>> START Rows

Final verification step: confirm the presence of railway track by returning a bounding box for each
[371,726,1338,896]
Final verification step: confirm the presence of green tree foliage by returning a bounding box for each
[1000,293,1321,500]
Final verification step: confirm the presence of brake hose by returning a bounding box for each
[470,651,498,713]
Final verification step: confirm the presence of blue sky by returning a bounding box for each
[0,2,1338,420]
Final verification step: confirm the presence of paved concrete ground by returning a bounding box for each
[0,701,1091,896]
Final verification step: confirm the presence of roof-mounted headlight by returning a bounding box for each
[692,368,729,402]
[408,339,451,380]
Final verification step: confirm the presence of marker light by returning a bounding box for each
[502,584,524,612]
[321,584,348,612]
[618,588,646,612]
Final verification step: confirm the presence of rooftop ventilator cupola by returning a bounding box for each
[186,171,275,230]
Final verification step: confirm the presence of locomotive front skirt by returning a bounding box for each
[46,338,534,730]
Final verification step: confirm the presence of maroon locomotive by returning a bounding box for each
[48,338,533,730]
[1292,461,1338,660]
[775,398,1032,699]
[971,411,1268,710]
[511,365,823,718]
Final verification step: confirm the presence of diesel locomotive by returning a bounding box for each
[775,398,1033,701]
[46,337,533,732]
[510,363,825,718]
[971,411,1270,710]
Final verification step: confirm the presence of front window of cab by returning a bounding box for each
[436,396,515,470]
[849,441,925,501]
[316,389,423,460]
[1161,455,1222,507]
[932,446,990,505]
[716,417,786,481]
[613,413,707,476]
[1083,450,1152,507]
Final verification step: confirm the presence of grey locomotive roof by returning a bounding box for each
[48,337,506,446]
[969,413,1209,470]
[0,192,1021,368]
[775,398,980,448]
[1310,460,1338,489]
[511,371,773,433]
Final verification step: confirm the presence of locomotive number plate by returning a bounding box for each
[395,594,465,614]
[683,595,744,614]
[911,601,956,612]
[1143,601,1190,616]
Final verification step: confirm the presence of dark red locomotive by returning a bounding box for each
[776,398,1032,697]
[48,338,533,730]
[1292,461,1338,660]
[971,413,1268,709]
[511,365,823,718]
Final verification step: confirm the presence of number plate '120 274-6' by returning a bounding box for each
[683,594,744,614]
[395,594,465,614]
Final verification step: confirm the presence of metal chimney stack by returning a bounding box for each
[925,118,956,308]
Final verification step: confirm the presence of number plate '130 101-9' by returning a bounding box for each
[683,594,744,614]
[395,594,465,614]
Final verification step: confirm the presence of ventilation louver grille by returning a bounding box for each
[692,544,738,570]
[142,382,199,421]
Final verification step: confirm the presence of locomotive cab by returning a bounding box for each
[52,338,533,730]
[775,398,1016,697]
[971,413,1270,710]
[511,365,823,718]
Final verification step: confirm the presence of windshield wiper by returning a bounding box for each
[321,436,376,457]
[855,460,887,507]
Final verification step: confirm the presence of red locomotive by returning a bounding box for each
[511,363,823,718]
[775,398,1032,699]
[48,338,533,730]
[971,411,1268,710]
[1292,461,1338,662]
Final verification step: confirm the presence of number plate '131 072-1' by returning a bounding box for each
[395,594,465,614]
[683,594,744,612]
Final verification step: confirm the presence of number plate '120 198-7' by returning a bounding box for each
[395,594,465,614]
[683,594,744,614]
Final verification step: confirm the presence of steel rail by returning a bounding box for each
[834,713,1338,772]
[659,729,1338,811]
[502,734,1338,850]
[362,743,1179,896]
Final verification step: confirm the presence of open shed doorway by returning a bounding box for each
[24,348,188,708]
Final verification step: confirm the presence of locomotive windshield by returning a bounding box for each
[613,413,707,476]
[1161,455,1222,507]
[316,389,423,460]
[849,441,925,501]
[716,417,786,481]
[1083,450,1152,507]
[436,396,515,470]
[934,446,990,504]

>> END Rows

> [Directions]:
Please copy out, unchanged, the part of the items that opens with their first line and closes with the line containing "[0,2,1338,420]", with both ends included.

> [Response to the task]:
Final verification step: confirm the presence of railway track by returning a bounding box for each
[371,726,1338,896]
Final verification step: confirm the presence of green tree foliage by returning a bounding box for each
[1000,293,1321,500]
Final verification step: confirm the presence of brake hose by returning a bounding box for each
[470,651,498,713]
Final verification step: confirm the presence of blue sky by returning a bounding box for each
[0,2,1338,420]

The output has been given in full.